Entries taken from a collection

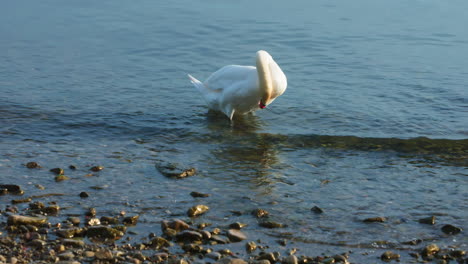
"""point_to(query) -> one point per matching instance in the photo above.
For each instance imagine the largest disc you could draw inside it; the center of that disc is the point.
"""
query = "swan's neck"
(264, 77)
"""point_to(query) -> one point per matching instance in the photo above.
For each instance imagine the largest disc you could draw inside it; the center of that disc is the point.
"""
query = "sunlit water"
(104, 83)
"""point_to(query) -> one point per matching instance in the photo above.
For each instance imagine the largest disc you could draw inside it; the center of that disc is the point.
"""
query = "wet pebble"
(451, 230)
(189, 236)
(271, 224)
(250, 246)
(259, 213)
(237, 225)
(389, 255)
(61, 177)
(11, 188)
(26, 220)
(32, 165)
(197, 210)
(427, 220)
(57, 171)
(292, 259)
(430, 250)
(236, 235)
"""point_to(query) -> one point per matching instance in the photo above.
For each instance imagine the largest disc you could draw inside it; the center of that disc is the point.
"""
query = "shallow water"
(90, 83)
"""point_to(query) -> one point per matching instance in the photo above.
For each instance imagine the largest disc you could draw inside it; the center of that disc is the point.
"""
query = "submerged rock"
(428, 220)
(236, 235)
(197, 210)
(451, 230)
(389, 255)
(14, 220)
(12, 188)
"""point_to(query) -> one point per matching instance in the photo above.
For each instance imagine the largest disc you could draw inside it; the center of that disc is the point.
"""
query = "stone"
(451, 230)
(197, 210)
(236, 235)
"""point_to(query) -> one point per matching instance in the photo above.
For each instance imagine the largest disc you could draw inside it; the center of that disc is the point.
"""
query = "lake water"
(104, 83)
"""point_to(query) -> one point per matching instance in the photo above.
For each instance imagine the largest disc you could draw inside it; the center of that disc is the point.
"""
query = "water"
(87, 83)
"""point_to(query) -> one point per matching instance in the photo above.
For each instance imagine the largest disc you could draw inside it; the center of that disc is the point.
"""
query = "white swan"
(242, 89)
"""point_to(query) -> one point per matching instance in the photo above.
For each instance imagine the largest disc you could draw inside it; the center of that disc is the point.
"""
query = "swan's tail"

▶ **TO BE DONE**:
From the data above, write out everything exactly except the pictures.

▶ **TASK SOLUTION**:
"""point_to(query) -> one point per matching instance in the photo above.
For each instance imagine the largest disc you could draw inside it; the center of that disc is the point.
"""
query = "swan's neck"
(264, 77)
"""point_to(query) -> one point per matching instance in the photo above.
For each instance imagine the largest disc you could draw inside it; the center of that disc is the point.
"""
query = "sunlit water"
(104, 83)
"""point_to(query) -> one point per matching instance in the photo above.
For each instance imagine the largest disc you could draw inside it; the center of that disc is the point.
"""
query = "wet pebble"
(451, 230)
(189, 236)
(271, 224)
(250, 246)
(259, 213)
(237, 225)
(389, 255)
(61, 177)
(11, 188)
(26, 220)
(32, 165)
(197, 210)
(427, 220)
(57, 171)
(292, 259)
(430, 250)
(236, 235)
"""point_to(query) -> one point per matching instance in the photo above.
For each instance imagine the largest disc you could draw inside it; the center of that disc is the point.
"""
query = "shallow water"
(90, 83)
"""point_to(query) -> one point per matching instance in the photo above.
For each instance imagine the largest disc you could draw inside it; the center of that disc is the point.
"""
query = "submerged rock"
(428, 220)
(236, 235)
(197, 210)
(451, 230)
(389, 255)
(14, 220)
(12, 188)
"""point_to(query) -> one point per matching instance in the photo above.
For each instance imagine the largest disc you could draw inside it; the center of that disc is the point.
"""
query = "stone"
(451, 230)
(197, 210)
(236, 235)
"""point_to(query) -> one point per matching instance in the photo above.
For each instance imagine the largest disc you could draw inside it; the center of that disc is the point.
"""
query = "lake water"
(104, 83)
"""point_to(query) -> one point per matching instance in the photo above.
For each instance imagine the largest disc you could draw inside it; the center of that disc is the point.
"""
query = "water"
(87, 83)
"""point_to(query) -> one point per matching instance in the photo above.
For each instance imagine the largest disc you could draw inside it; the center of that disc is the point.
"""
query = "white swan"
(242, 89)
"""point_to(query) -> one point per matching instance in the photo above.
For each instance imagine the largest disc you could draw inside it; the center of that disc is the point.
"""
query = "swan's tail"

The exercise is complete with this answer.